Saved entries:
BEGIN

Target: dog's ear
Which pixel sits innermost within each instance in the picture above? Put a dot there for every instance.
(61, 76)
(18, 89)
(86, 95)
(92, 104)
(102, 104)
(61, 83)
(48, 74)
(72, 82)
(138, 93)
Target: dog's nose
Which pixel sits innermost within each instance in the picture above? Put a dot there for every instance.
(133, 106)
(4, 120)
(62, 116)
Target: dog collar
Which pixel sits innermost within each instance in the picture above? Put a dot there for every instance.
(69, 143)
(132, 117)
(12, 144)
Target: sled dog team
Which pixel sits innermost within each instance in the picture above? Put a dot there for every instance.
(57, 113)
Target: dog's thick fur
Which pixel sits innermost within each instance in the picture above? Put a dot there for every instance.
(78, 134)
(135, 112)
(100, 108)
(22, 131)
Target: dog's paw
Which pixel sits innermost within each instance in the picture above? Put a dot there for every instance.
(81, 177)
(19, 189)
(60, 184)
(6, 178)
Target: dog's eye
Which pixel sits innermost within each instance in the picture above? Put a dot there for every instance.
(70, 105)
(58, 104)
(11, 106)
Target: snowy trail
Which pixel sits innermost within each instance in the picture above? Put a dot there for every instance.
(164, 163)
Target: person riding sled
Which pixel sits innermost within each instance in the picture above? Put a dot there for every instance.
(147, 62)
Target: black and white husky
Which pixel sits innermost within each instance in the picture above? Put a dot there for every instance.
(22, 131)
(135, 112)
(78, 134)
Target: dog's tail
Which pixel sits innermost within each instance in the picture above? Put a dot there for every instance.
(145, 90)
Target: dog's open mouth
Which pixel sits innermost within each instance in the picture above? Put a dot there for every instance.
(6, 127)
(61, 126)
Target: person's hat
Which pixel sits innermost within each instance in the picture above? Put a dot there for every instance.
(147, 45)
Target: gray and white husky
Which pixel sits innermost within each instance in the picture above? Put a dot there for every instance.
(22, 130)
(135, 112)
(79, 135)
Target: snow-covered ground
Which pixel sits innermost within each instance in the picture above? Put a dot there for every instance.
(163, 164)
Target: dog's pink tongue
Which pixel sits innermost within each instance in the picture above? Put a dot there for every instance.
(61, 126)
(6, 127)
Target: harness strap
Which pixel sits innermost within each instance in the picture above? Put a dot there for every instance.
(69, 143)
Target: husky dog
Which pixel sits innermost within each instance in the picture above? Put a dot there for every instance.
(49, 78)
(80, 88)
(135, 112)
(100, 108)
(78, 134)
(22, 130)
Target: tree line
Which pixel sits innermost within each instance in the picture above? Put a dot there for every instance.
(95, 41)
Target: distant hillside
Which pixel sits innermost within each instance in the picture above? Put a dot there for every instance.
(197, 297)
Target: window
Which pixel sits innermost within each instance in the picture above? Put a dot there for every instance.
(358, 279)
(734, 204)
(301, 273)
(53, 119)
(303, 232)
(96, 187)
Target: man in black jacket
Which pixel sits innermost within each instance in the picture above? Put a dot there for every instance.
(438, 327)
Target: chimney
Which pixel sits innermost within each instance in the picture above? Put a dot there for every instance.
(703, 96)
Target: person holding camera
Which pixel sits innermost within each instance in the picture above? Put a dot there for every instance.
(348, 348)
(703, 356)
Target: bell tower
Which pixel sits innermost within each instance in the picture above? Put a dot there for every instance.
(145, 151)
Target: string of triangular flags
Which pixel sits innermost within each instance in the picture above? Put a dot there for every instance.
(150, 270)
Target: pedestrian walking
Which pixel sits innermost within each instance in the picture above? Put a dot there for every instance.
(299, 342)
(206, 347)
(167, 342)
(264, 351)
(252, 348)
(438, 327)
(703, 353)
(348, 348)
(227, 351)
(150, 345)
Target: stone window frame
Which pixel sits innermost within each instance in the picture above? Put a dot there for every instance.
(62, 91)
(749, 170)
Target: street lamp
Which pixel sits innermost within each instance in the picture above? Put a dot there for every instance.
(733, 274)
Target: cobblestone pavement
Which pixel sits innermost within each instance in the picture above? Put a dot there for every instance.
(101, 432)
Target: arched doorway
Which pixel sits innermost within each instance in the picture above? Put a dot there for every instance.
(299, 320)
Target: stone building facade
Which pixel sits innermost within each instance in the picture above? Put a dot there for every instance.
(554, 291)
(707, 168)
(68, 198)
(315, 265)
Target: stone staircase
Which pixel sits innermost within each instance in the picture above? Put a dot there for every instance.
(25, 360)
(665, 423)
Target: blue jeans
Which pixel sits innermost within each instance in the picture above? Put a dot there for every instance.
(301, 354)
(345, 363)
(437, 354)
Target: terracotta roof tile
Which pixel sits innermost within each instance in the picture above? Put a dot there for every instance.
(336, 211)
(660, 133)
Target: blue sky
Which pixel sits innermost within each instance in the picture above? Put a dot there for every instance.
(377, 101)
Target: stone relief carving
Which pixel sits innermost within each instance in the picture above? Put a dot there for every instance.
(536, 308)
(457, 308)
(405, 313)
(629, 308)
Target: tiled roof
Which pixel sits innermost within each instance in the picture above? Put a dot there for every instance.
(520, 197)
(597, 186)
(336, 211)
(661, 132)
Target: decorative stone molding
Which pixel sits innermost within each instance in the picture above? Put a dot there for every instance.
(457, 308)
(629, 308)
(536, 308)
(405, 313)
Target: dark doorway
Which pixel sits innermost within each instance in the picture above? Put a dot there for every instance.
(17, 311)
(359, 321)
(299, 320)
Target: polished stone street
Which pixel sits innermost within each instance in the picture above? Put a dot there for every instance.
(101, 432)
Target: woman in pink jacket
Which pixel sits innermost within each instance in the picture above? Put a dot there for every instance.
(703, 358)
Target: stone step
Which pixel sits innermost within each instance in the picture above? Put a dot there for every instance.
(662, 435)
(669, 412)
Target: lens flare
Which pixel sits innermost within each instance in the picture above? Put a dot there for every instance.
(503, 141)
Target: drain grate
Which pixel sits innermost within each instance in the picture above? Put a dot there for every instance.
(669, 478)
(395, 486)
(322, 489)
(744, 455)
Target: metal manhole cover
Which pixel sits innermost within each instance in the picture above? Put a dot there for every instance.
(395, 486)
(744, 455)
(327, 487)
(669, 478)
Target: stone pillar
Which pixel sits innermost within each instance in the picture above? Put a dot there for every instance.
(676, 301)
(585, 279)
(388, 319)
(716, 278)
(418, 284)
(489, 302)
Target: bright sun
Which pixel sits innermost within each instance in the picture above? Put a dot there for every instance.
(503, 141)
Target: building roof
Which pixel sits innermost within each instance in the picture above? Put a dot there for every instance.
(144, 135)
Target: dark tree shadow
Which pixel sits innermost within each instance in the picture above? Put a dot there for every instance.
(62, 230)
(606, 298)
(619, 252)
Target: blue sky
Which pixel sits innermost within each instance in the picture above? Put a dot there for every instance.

END

- _REQUIRED WORK_: Could you reproduce every record above exactly as it appears?

- _SOLUTION TO THE PROBLEM_:
Target: dog's ear
Which pixel sits innermost within each instance in the picture above? Put a dot there for every instance.
(61, 76)
(18, 89)
(86, 95)
(92, 104)
(102, 104)
(61, 83)
(48, 74)
(72, 82)
(138, 93)
Target: dog's nose
Which pixel sits innermost within each instance in the picture above? Put a dot there for every instance.
(133, 106)
(4, 120)
(62, 116)
Target: dog collar
Which pixel sits innermost within each instance in the picture above? Put a dot there for every instance.
(69, 143)
(132, 117)
(12, 144)
Target: sled dog team
Which pixel sits innermost within each instance in the picture above? Put a dot there for every instance.
(57, 113)
Target: dog's thick fur
Which pixel sits innermost within each instance in the picture above? Put a dot there for every instance.
(78, 134)
(135, 112)
(100, 108)
(22, 131)
Target: dog's paw
Which pixel sits innermost within each instance in the picture above? Put a dot there for every instance.
(81, 177)
(19, 189)
(60, 184)
(6, 178)
Target: dog's eye
Which pixel sits innermost within each instance in the picture above? Put a dot there for every instance.
(70, 105)
(58, 104)
(11, 106)
Target: snowy trail
Which pixel sits innermost within each instance in the picture above? Put a dot there for every instance.
(164, 163)
Target: person riding sled
Which pixel sits innermost within each instance in the picture above? Put a dot there for every instance.
(147, 62)
Target: black and white husky
Which pixel sits innermost within each instance in the picture above? Put a dot there for every instance.
(22, 131)
(135, 112)
(78, 134)
Target: dog's tail
Which pixel sits innermost within each instance in the picture above? Put a dot there for every instance.
(145, 90)
Target: dog's open mouth
Which pixel sits innermost within each instance in the picture above? Put a dot there for every instance.
(6, 127)
(61, 126)
Target: person's hat
Which pixel sits innermost within each instance in the picture above? Put a dot there for every instance.
(147, 45)
Target: gray and white husky
Which pixel sits innermost within each instance in the picture above? Put a dot there for every instance.
(22, 130)
(135, 112)
(79, 135)
Target: snow-covered ground
Which pixel sits innermost within each instance in the picture above? Put a dot there for every instance.
(163, 164)
Target: dog's pink tongue
Which pixel sits innermost within each instance in the picture above? Put a dot there for every instance.
(61, 126)
(6, 127)
Target: harness strap
Which pixel sits innermost within each instance in the picture above? Put a dot there for every instance.
(69, 143)
Target: husky dog
Which pixel sits innermost within each instance in the picture above? Put a dot there for every instance.
(49, 78)
(80, 88)
(135, 112)
(100, 108)
(78, 134)
(22, 130)
Target: tree line
Which pixel sits innermost within each instance in the picture above? Put a dot there for every instance.
(95, 41)
Target: distant hillside
Which pixel sits innermost within each instance in the picture above? Put a dot there for every instance.
(197, 297)
Target: window
Which pixel sits innermost within each instance in the picture above? Put a dot there for every instance.
(358, 279)
(734, 204)
(301, 273)
(53, 119)
(303, 232)
(96, 187)
Target: man in black jacket
Which pixel sits innermost within each instance in the picture above? Put a dot there for every instance.
(438, 327)
Target: chimney
Which pixel sits innermost within each instance in the picture above? Put a dot there for every instance.
(703, 96)
Target: person holding camera
Which pixel sits innermost within each instance in the picture above? Put a dot there for every instance.
(348, 348)
(703, 356)
Target: bell tower
Which pixel sits innermost within each instance in the picture above? Put a dot there for every instance.
(145, 151)
Target: string of triangular flags
Which pixel sits innermost within each instance in the picture above? Put a dot there for every instance.
(150, 270)
Target: pedestrian walking
Which pixel sits innermost within each instance in the picture above? Put a dot there for every instance.
(299, 342)
(206, 347)
(167, 342)
(264, 351)
(252, 348)
(438, 327)
(703, 353)
(348, 348)
(227, 351)
(150, 345)
Target: stone window frame
Which pixel sits innermost within each instance in the picture above? Put a dot there for every instance.
(62, 91)
(749, 170)
Target: street lamp
Which pixel sits innermost within each instance in the picture above? Put a dot there for every instance.
(733, 274)
Target: cobblestone pavement
Which pixel sits innermost within each instance in the picture above? Put a dot there for every instance.
(101, 432)
Target: arched doorway
Which pixel sits innermost within each instance in the picture above? Put a dot there for every instance.
(299, 320)
Target: stone building facade
Which pixel sits innermost within each instance in the picture above? Put a dot there for every instance.
(554, 291)
(707, 168)
(68, 198)
(315, 265)
Target: stone staircase
Which pixel sits innermost within each instance in the picture above? Put a dot there for every instance.
(25, 360)
(665, 423)
Target: blue jeans
Which pixel sits innermost within each instance in the picture above? Put a dot there for every instance.
(301, 354)
(345, 363)
(437, 354)
Target: terracotta roof tile
Which pixel sits innermost within each instance in the picture above? Put a dot there for every instance.
(336, 211)
(660, 133)
Target: blue sky
Which pixel sits innermost within each instance in the picture above? Put a dot there for every instance.
(377, 101)
Target: stone relief carving
Which pixel sits innermost within each instance in the picture above? Put a dot there for every instance.
(536, 308)
(457, 308)
(405, 313)
(629, 308)
Target: tiled roof
Which pixel sits innermost within each instance in the picture above? Put a dot there for every instance.
(520, 197)
(597, 186)
(336, 211)
(661, 132)
Target: decorative stone molding
Which pixel sits innermost within each instance in the picture above? Put a dot there for every instance.
(457, 308)
(629, 308)
(536, 308)
(405, 313)
Target: dark doorway
Which pixel sits innermost within each instance in the picture above? Put a dot there for every instance.
(17, 311)
(359, 321)
(299, 320)
Target: polished stone street
Which pixel sits innermost within each instance in the picture above? Put a dot there for every instance.
(101, 432)
Target: woman in pink jacket
Which pixel sits innermost within each instance in the picture above? Put a dot there for every instance.
(703, 358)
Target: stone step
Which pixel sits innermost within each instance in the picture above? Put a dot there for every instance.
(662, 435)
(669, 412)
Target: lens flare
Which pixel sits innermost within each instance in the picture above? Put a dot there for every instance.
(503, 141)
Target: drain grate
Which pixel sits innermost within each instance in the picture above? Put a dot there for every instance.
(669, 478)
(395, 486)
(322, 489)
(744, 455)
Target: metal manhole cover
Which pixel sits innermost within each instance in the picture above? Put a dot there for every instance.
(395, 486)
(744, 455)
(327, 487)
(669, 478)
Target: stone pillar
Which pixel sits innermost within each instance in the picture above? Put a dot there for every instance.
(676, 301)
(585, 279)
(388, 319)
(716, 278)
(418, 284)
(489, 302)
Target: bright sun
Which pixel sits innermost within each instance in the picture above? Put a dot there for every instance.
(503, 141)
Target: building roof
Which pixel sits innermost within each instance in the picture above? Put a dot there for every instance.
(144, 135)
Target: dark tree shadow
Which pixel sits innermost within each instance in the picture above? Put a dot there for every instance.
(62, 230)
(606, 298)
(619, 252)
Target: blue sky
Which pixel sits innermost within each instance in the picture above? Put a dot there for every instance.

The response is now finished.